*PROBLEM DESCRIPTION:*
Starting from the first line below, copy the whole listing exactly.

*TASK INPUTS:*
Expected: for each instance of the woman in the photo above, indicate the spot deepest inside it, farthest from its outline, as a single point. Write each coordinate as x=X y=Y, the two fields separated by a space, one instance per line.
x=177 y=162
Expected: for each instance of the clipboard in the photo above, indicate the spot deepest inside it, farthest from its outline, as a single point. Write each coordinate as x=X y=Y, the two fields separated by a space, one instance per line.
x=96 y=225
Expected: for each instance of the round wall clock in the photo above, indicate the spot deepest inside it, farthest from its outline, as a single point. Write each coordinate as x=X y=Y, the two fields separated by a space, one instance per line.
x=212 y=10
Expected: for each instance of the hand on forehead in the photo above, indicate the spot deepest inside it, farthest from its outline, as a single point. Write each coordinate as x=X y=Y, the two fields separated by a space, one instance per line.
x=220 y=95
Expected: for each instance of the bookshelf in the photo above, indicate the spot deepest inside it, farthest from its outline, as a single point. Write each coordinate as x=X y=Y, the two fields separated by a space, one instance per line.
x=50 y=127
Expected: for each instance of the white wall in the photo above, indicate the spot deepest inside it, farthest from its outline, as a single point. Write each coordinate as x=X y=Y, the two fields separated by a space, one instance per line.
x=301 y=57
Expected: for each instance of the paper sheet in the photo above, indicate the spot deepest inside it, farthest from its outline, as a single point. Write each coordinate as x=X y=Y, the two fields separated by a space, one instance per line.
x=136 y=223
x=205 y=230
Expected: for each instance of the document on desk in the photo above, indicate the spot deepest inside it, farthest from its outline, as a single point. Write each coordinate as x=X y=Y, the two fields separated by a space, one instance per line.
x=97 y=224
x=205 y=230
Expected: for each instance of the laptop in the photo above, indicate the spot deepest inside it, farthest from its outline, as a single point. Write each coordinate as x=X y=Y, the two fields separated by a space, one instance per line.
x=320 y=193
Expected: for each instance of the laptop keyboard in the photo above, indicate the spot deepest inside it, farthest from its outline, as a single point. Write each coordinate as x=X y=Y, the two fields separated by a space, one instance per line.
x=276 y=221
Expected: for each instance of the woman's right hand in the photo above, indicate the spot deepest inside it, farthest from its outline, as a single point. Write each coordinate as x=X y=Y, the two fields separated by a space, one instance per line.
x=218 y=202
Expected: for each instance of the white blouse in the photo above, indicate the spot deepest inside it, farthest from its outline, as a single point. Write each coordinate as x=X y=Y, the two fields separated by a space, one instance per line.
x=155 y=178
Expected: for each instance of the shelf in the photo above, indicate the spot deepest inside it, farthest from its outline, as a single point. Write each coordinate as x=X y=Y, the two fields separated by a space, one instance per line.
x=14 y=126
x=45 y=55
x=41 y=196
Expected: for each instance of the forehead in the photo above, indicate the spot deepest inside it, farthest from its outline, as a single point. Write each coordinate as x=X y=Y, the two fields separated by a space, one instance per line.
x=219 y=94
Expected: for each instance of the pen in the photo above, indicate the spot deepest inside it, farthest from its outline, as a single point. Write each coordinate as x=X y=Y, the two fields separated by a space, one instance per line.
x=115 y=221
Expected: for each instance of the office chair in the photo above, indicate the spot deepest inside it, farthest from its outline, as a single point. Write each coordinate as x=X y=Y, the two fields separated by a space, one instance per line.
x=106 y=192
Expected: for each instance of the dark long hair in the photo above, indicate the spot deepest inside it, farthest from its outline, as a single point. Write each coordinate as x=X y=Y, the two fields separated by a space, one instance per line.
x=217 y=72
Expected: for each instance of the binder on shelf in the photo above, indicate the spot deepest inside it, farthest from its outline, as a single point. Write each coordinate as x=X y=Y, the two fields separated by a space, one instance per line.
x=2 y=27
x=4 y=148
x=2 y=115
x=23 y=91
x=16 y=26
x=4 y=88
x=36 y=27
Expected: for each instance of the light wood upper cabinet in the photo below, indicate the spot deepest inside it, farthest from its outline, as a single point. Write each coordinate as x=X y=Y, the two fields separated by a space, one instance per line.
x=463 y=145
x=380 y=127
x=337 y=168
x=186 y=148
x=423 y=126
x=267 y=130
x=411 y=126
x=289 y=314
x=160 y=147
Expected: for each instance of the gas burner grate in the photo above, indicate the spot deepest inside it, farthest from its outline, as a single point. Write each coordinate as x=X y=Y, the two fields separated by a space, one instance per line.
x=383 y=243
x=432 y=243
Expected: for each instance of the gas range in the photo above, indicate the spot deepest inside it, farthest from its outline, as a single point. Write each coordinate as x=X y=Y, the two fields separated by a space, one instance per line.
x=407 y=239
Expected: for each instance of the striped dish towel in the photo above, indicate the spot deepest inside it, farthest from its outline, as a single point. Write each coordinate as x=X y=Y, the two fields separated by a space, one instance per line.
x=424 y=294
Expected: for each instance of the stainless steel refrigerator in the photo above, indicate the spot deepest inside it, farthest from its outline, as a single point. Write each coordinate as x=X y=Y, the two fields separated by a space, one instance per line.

*FINISHED EXERCISE:*
Expected: for each instance of the woman in the photo above, indicate the spot deepest inside it, farthest from its outline, as a single point. Write each coordinate as x=X y=Y, the two fields separated by a space, one instance per line.
x=177 y=162
Expected: for each instance of the clipboard in the photo above, indicate the spot deepest inside it, farthest from its outline, as a single point. Write each coordinate as x=X y=Y, the two fields separated by a space, one instance per line.
x=96 y=225
Expected: for each instance of the round wall clock in the photo above, indicate the spot deepest inside it, farthest from its outline, as a single point. Write each coordinate as x=X y=Y, the two fields separated by a space, one instance per line.
x=212 y=10
Expected: for each instance of the hand on forehead in the photo above, indicate the spot deepest inside it, farthest from its outline, as a single point. Write each coordinate as x=X y=Y, the two fields separated by a space, one instance per line.
x=220 y=95
Expected: for each instance of the bookshelf in the photo above, indicate the spot deepest inside it, farthest from its outline, as a single point. Write each coordinate as x=X y=Y, the two fields separated by a space, one instance per line.
x=50 y=127
Expected: for each instance of the white wall in the photo above, indicate the spot deepest inside it, farthest from its outline, as a single point. Write each coordinate as x=X y=Y, the two fields separated by a space, one instance per line.
x=301 y=57
Expected: for each instance of the paper sheet in the photo above, indicate the spot deepest inside it, farthest from its outline, as a single point. Write each coordinate as x=X y=Y, the two fields separated by a space, one instance per line.
x=136 y=223
x=205 y=230
Expected: for each instance of the document on desk in the photo above, indicate the spot deepest inside it, farthest from its outline, as a single point. Write each coordinate as x=X y=Y, the two fields separated by a space, one instance per line.
x=97 y=224
x=205 y=230
Expected: for each instance of the laptop in the photo above, indicate the spot deepest inside it, farthest from its outline, as a single point. Write each coordinate as x=X y=Y, the two fields separated by a space, one instance per line.
x=320 y=193
Expected: for each instance of the laptop keyboard in the photo above, indicate the spot deepest inside it, farthest from its outline, as a single point. Write each coordinate as x=X y=Y, the two fields separated by a space, one instance per line.
x=276 y=221
Expected: for each instance of the woman's right hand in the photo above, indicate the spot deepest inside it, farthest from its outline, as a single point. Write each coordinate as x=X y=Y, the two fields separated by a space, one instance per line.
x=218 y=202
Expected: for each instance of the white blouse in the photo above, indicate the spot deepest inside it, farthest from its outline, as a single point. Write each coordinate as x=X y=Y, the two fields separated by a space, one instance per line.
x=155 y=178
Expected: for each instance of the shelf in the photo above, indicate the spot deepest inside it, farthest from its outline, as a single point. Write each coordinate as x=X y=Y, the two fields separated by a space, one instance per line.
x=14 y=126
x=45 y=55
x=41 y=196
Expected: for each instance of the forehead in the photo above, indicate the spot deepest inside it, farthest from its outline, as a single point. Write each coordinate as x=X y=Y, the two fields separated by a space, one instance per line.
x=219 y=94
Expected: for each instance of the pen in the photo above, indicate the spot deepest inside it, farthest from its outline, as a single point. Write each coordinate as x=X y=Y, the two fields separated by a space, one instance per line.
x=115 y=221
Expected: for each instance of the office chair in the photo above, indicate the spot deepest inside it, farthest from its outline, as a single point. Write each coordinate as x=X y=Y, the two fields separated by a space, one instance per line.
x=106 y=192
Expected: for each instance of the dark long hair in the photo above, indicate the spot deepest inside it, farthest from its outline, as a single point. Write each coordinate as x=X y=Y, the two fields separated by a space, one instance per line.
x=217 y=72
Expected: for each instance of the binder on shelf in the photo above, indicate the spot deepest inside it, farthest from its outline, as a single point. Write each coordinate as x=X y=Y, the two fields separated by a space, one instance per line.
x=2 y=27
x=4 y=148
x=2 y=115
x=23 y=91
x=16 y=26
x=4 y=88
x=36 y=27
Expected: for each instance of the light wood upper cabinet in the photo below, indicate the spot deepest inside it, farthest from its outline, as a single point. Write each coordinate as x=X y=Y, the two fields separated by a space, one instance per line.
x=463 y=145
x=380 y=127
x=337 y=168
x=186 y=148
x=423 y=126
x=267 y=130
x=411 y=126
x=289 y=314
x=160 y=147
Expected: for each instance of the gas burner grate in the photo above, indicate the spot deepest inside it, farthest from its outline, as a single point. Write each coordinate as x=X y=Y, the two fields separated by a space, one instance per line.
x=383 y=243
x=432 y=243
Expected: for each instance of the gas range in the photo above, indicate the spot deepest inside it, farthest from its outline, as a single point. Write each coordinate as x=X y=Y, the two fields separated by a space, one instance per line.
x=407 y=239
Expected: for each instance of the striped dish towel in the photo above, indicate the spot deepest inside it, farthest from its outline, as a single point. Write each coordinate as x=X y=Y, the two fields separated by a space, one instance per line.
x=424 y=294
Expected: for each instance of the stainless steel refrigerator in the photo above, indicate the spot deepest inside it, farthest from its outline, as a single point. Write each coordinate as x=X y=Y, the two fields separated by a space, one instance per line.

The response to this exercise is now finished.